=== EXTRAIT DU DOCUMENT ===

Mesdames, Messieurs,
Je salue aussi nos Sénateurs, notamment Gérard Cornu qui a présidé un des groupes de travail auquel vous avez fait allusion sur la préparation de la loi " entreprises ", le Président de la Commission des finances, Jean Arthuis, ainsi que Dominique Paillé et Jean Gaubert.
I. Introduction
1. L'apprentissage
Je ne vais pas revenir longuement sur le sujet de l'apprentissage : je pense que Laurent Hénart le fera dans quelques instants.
Je me félicite à mon tour du travail que nous avons effectué ensemble sur ce texte. L'artisanat et l'apprentissage sont véritablement liés. Bien évidemment, des corrections peuvent être envisagées, vous y avez fait allusion à l'instant. Je pense que le débat parlementaire, tant au Sénat qu'à l'Assemblée, pourra apporter des modifications.
Mais vous le savez bien, tout n'est pas législatif dans ce domaine. C'est pour cette raison que nous avons souhaité, Laurent Hénart et moi-même, pouvoir mettre en place, suite au vote du texte, un groupe de suivi pour tous les aspects réglementaires. Nous travaillerons en commun car c'est la seule manière d'aboutir à une bonne réforme.
2. La loi " entreprises "
Je souhaite aborder plusieurs points que vous avez évoqués. Vous avez la gentillesse de me féliciter pour la méthode employée. Je suis très attaché à cette méthode de travail, je ne crois pas aux générations spontanées, aux gens qui savent tout sur tout en toute circonstance. Je ne crois pas non plus à la précipitation. Je pense qu'il faut prendre le temps de travailler ensemble, de confronter nos arguments.
C'est ce que nous avons fait depuis quelques mois. Je suis arrivé à cette responsabilité ministérielle au mois d'avril. Les groupes de travail ont été mis en place au mois de juin et se sont réunis une fois par semaine - exception faite de 15 jours en août - jusqu'au 20 octobre. 23 ou 24 réunions ont donc eu lieu, ainsi qu'une trentaine d'auditions. Aujourd'hui nous avons à disposition un corpus d'une quarantaine de propositions qui ne sont ni les propositions de l'administration, ni celles d'un Ministre ou d'un cabinet mais qui sont celles remontées par l'ensemble des participants aux groupes de travail.

=== RELEVÉ ===

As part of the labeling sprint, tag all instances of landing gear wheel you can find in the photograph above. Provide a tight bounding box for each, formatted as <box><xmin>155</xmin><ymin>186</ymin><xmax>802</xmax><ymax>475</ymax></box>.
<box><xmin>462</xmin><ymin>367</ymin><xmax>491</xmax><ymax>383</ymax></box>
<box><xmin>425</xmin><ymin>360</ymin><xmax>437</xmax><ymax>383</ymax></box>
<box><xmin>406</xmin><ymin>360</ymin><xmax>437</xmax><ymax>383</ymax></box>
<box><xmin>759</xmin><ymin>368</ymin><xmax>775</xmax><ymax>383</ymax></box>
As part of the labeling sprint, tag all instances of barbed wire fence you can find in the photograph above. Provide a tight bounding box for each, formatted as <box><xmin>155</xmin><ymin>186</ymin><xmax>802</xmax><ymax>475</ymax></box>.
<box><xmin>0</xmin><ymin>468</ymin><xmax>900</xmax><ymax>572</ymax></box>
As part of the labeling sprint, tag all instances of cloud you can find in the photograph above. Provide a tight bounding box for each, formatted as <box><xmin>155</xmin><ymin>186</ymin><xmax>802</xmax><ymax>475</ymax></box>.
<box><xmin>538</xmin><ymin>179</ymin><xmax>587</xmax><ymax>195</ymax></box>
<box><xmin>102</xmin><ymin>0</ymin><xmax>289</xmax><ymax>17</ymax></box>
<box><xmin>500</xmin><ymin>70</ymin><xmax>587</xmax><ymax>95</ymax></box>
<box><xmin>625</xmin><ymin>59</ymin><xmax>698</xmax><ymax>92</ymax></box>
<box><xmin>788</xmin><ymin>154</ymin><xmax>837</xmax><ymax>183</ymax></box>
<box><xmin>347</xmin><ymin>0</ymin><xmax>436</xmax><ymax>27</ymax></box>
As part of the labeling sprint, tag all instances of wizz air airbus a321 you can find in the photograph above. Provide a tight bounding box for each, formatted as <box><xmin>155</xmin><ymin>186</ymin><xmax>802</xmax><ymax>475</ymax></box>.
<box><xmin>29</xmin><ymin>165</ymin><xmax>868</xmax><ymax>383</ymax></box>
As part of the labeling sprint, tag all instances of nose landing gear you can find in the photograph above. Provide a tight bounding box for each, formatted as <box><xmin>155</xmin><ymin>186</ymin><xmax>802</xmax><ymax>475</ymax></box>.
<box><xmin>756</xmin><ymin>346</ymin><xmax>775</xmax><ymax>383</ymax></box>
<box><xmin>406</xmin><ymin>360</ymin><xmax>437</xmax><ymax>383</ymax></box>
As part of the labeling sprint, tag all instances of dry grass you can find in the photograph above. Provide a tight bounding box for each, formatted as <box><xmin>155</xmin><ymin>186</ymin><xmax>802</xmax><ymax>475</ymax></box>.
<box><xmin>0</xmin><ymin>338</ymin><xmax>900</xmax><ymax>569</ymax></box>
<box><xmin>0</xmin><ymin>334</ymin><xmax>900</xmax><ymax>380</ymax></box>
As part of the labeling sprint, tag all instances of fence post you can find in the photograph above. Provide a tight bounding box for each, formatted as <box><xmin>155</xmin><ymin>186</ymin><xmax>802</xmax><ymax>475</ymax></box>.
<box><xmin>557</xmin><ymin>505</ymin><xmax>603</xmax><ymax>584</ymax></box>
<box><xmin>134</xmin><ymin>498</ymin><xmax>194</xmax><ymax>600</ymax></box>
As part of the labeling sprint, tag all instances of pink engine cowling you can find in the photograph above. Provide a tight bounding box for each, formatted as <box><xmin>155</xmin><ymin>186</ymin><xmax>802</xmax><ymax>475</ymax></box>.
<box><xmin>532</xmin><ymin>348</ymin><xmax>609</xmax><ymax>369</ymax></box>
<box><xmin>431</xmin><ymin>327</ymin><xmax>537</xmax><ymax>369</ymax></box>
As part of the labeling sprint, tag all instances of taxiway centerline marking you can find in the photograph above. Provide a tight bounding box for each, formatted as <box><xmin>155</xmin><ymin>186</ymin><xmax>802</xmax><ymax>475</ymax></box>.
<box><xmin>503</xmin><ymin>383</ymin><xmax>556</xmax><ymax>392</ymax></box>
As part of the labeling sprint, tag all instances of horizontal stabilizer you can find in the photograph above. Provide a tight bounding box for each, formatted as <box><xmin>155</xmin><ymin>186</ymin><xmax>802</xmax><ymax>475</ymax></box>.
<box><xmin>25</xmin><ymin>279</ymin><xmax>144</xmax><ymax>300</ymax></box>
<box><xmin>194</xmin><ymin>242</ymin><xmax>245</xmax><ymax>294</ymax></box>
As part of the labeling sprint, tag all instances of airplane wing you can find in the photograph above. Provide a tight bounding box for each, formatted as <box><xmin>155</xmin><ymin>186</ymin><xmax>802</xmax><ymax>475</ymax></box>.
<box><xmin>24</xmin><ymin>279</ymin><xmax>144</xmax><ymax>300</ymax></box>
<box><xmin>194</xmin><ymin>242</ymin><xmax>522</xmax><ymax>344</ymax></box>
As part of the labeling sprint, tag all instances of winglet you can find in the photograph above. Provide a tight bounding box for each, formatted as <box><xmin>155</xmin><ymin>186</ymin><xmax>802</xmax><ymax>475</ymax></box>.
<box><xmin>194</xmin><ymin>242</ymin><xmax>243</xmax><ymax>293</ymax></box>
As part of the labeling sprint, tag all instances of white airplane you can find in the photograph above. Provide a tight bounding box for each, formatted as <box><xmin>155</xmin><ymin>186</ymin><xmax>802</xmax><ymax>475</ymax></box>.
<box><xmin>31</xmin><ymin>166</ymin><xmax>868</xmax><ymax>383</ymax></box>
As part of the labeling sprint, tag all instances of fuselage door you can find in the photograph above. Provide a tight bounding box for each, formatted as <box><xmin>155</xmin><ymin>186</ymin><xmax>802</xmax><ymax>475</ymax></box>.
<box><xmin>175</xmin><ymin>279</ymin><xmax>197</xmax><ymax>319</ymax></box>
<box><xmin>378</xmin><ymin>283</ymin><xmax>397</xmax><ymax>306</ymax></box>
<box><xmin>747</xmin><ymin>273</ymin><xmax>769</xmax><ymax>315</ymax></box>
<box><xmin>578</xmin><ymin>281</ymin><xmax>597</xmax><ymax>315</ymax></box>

===

**TRAVAIL À RÉALISER**
• 1. D'après l'extrait du document, jusqu'à quelle date les groupes de travail se sont-ils réunis ?
• 2. Comptez les lignes du relevé qui contiennent la chaîne « airplane », en tenant compte de la casse. Donnez seulement le nombre.

**CORRIGÉ DE L'EXERCICE**
• 1. Jusqu'au 20 octobre.

• 2. 2